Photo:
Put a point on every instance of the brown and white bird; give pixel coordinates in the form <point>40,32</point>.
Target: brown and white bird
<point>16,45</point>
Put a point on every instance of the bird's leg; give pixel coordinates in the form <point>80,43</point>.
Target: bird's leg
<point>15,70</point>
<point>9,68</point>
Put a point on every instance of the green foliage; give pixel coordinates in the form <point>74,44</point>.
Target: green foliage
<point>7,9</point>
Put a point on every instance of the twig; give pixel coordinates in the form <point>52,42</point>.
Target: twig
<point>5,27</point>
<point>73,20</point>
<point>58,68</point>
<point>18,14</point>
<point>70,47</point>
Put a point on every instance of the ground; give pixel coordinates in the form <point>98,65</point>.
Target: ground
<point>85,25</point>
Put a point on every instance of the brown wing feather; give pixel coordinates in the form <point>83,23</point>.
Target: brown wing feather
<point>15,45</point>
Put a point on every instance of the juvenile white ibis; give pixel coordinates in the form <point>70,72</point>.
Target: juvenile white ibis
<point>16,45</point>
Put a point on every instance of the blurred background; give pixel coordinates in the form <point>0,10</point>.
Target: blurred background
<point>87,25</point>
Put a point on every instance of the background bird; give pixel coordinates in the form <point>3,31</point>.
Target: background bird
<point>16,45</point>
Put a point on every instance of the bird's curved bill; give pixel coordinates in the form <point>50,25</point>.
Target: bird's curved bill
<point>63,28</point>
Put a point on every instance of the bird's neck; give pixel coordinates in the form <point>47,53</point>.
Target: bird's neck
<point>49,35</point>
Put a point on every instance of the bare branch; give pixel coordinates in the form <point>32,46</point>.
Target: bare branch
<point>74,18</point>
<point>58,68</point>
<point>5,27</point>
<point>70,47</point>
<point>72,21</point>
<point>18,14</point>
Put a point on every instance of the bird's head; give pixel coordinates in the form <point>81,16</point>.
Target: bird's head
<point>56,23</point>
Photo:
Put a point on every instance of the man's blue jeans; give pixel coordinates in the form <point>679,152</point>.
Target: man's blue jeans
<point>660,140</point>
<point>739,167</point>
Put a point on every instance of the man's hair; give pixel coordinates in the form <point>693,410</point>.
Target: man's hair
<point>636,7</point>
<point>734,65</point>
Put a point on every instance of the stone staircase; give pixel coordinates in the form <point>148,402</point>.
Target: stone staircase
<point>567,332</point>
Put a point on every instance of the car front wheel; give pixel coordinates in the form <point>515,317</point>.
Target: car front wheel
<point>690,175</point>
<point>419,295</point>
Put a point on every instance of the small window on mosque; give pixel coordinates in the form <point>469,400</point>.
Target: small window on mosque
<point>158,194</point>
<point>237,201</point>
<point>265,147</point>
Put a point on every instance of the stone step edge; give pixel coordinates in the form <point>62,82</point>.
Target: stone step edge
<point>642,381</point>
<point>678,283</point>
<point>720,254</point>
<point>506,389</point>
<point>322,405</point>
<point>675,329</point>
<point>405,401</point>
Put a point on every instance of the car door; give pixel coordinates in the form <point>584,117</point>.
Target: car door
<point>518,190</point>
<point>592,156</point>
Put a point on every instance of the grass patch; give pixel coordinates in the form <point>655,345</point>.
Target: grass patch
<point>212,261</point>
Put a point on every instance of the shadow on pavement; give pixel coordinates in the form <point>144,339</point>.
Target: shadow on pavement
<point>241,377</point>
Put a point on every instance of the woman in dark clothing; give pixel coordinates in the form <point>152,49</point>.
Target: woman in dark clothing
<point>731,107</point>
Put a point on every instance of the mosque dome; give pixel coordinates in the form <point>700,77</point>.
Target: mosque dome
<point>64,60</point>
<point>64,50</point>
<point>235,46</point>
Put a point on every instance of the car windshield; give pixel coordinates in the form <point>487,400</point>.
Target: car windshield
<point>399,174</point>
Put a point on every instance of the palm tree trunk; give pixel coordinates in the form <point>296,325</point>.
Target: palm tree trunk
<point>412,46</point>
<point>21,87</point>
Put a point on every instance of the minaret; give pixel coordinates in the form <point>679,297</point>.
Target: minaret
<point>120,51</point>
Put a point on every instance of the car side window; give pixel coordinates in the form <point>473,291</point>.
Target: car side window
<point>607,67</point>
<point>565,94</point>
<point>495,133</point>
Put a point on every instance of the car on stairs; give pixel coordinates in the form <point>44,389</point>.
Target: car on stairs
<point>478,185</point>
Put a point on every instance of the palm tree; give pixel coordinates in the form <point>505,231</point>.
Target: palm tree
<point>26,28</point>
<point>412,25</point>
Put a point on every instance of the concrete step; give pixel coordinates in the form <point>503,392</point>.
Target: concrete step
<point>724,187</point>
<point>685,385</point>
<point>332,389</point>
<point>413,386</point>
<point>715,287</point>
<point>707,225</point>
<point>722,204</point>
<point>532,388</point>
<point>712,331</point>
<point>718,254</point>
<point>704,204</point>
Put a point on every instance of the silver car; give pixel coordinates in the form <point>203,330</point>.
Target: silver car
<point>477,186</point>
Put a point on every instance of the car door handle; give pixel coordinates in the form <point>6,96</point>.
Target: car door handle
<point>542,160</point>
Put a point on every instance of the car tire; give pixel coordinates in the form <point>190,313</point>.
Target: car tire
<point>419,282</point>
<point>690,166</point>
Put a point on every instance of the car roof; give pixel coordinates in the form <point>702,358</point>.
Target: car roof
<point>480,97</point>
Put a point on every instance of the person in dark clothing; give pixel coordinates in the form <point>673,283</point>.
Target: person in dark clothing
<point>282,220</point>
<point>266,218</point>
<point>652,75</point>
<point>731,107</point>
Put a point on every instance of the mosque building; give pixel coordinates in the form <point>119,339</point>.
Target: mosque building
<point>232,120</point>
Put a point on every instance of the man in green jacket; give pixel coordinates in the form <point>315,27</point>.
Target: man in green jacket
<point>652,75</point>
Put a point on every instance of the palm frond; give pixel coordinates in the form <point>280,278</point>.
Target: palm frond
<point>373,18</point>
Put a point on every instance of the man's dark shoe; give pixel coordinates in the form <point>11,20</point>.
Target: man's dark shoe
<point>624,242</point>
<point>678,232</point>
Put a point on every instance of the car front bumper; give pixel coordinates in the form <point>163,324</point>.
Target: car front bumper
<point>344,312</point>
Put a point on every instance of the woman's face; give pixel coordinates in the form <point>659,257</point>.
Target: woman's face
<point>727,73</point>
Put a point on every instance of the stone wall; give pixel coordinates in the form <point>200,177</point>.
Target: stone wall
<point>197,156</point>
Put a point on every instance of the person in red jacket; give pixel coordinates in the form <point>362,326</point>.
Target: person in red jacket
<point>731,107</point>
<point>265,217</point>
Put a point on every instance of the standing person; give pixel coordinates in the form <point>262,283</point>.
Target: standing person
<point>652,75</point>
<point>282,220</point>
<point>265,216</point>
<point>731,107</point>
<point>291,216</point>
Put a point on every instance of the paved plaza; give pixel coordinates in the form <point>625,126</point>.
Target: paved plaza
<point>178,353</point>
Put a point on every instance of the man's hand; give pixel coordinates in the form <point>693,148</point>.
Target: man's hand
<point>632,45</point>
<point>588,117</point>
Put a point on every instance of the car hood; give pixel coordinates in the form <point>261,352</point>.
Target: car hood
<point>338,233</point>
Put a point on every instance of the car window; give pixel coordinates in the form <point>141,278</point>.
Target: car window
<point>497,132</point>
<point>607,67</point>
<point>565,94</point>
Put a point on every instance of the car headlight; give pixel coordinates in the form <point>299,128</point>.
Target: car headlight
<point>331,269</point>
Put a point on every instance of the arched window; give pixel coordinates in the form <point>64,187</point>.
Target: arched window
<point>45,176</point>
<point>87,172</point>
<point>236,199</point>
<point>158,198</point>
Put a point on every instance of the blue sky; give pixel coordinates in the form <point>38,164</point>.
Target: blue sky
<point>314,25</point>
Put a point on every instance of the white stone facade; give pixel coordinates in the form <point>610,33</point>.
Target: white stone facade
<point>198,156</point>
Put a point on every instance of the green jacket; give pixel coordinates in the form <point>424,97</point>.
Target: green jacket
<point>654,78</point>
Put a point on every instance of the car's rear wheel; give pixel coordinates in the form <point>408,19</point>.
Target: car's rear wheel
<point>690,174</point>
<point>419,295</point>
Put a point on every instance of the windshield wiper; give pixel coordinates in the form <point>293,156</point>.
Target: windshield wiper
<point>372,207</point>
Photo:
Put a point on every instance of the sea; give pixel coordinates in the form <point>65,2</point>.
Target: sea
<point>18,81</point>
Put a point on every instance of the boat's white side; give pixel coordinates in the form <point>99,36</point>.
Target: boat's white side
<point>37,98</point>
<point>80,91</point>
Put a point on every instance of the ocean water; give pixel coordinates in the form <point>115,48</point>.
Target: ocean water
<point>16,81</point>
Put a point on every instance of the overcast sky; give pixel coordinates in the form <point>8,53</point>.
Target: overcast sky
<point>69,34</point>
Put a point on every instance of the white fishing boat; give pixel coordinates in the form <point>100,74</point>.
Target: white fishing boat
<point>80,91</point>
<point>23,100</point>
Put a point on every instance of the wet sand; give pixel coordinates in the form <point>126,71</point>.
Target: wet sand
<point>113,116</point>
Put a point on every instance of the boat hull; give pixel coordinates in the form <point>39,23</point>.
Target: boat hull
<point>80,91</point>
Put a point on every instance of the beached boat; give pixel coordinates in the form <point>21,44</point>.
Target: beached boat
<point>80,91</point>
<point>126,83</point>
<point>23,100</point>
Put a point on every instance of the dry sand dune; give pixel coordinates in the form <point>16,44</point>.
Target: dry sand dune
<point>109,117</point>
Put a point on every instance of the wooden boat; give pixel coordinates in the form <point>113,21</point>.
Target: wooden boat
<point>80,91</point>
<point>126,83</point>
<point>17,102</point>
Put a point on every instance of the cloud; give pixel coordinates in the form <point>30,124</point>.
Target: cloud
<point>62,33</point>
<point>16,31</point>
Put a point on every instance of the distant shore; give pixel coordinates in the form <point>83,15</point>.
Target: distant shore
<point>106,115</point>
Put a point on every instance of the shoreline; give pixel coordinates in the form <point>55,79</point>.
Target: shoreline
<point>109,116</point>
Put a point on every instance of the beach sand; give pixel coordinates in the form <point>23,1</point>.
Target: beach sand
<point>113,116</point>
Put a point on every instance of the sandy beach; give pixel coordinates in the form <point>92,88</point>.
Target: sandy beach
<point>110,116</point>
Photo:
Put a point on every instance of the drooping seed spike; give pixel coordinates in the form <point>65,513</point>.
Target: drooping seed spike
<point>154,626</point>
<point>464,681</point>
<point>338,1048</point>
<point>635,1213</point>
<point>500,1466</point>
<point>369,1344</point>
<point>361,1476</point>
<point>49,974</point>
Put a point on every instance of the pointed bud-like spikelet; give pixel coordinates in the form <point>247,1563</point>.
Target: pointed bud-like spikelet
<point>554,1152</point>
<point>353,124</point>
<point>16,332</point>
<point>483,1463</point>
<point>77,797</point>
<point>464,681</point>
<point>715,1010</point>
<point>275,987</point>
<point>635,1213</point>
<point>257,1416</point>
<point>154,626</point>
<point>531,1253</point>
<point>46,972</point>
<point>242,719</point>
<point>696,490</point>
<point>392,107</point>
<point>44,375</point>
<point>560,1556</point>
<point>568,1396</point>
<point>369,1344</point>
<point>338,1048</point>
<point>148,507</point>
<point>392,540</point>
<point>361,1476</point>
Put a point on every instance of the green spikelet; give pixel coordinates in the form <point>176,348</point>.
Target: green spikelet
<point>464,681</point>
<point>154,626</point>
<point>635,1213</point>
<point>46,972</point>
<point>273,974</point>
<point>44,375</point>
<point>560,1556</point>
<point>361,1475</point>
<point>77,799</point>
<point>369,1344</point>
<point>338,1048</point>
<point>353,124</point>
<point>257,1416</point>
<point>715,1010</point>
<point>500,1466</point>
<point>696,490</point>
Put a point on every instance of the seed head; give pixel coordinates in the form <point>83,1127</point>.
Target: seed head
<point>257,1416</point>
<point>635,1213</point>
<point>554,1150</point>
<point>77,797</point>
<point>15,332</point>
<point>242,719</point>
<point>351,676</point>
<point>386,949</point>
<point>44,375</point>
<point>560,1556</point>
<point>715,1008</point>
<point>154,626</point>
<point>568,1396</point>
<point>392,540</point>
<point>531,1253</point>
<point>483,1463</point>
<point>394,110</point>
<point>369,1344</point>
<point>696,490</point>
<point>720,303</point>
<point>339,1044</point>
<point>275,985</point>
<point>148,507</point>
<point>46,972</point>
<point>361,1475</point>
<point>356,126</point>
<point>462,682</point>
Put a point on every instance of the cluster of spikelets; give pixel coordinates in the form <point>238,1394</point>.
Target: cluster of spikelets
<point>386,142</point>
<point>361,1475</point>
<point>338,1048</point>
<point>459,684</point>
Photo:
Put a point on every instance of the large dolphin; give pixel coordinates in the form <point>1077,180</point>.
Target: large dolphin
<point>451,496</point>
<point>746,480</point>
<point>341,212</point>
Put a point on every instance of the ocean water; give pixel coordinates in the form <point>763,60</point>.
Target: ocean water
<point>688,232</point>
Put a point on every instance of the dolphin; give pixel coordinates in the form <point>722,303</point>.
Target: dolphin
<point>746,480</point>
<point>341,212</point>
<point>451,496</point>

++++++++++

-- TASK DESCRIPTION --
Copy the material from the line with "Put a point on every instance of the car front wheel;" to the line with "<point>495,133</point>", switching every "mosque dome" to "mosque cupola" and leaving all else unchanged.

-- FULL ANSWER --
Put a point on every instance of the car front wheel; give pixel coordinates in the form <point>515,317</point>.
Target: car front wheel
<point>690,175</point>
<point>419,295</point>
Put a point on every instance of the small window on mosque; give pixel coordinates in the form <point>469,400</point>.
Target: small window on mosque
<point>158,194</point>
<point>237,201</point>
<point>265,147</point>
Put a point on every instance of the stone step edge; give pixel coordinates in the form <point>62,82</point>.
Target: stone step edge
<point>642,381</point>
<point>678,283</point>
<point>720,254</point>
<point>506,389</point>
<point>322,405</point>
<point>675,329</point>
<point>405,401</point>
Put a point on every instance of the car door; give pixel coordinates in the form <point>584,117</point>.
Target: car door
<point>518,190</point>
<point>592,156</point>
Put a point on every instance of the grass patch; give pixel coordinates in the form <point>655,345</point>.
Target: grass patch
<point>212,261</point>
Put a point on every instance of the shadow on pavement; give pixel coordinates in the form <point>144,339</point>.
Target: shadow on pavement
<point>241,377</point>
Put a point on every instance of the woman in dark clothing; give pixel coordinates in the form <point>152,49</point>.
Target: woman in dark clothing
<point>731,107</point>
Put a point on every instance of the mosque cupola; give pixel coordinates in the form <point>700,77</point>.
Target: mosque cupola
<point>64,60</point>
<point>64,50</point>
<point>235,46</point>
Put a point on every instance of the car windshield; give pixel coordinates in the form <point>487,400</point>.
Target: car windshield
<point>399,174</point>
Put a point on every instance of the palm tree trunk; give pixel coordinates in the form <point>296,325</point>.
Target: palm tree trunk
<point>412,46</point>
<point>21,87</point>
Put a point on every instance of the minaret; give pixel coordinates in the form <point>679,297</point>.
Target: minaret
<point>120,51</point>
Put a point on every instance of the car side window; give pixel coordinates in the form <point>473,291</point>.
Target: car side window
<point>607,67</point>
<point>565,94</point>
<point>495,133</point>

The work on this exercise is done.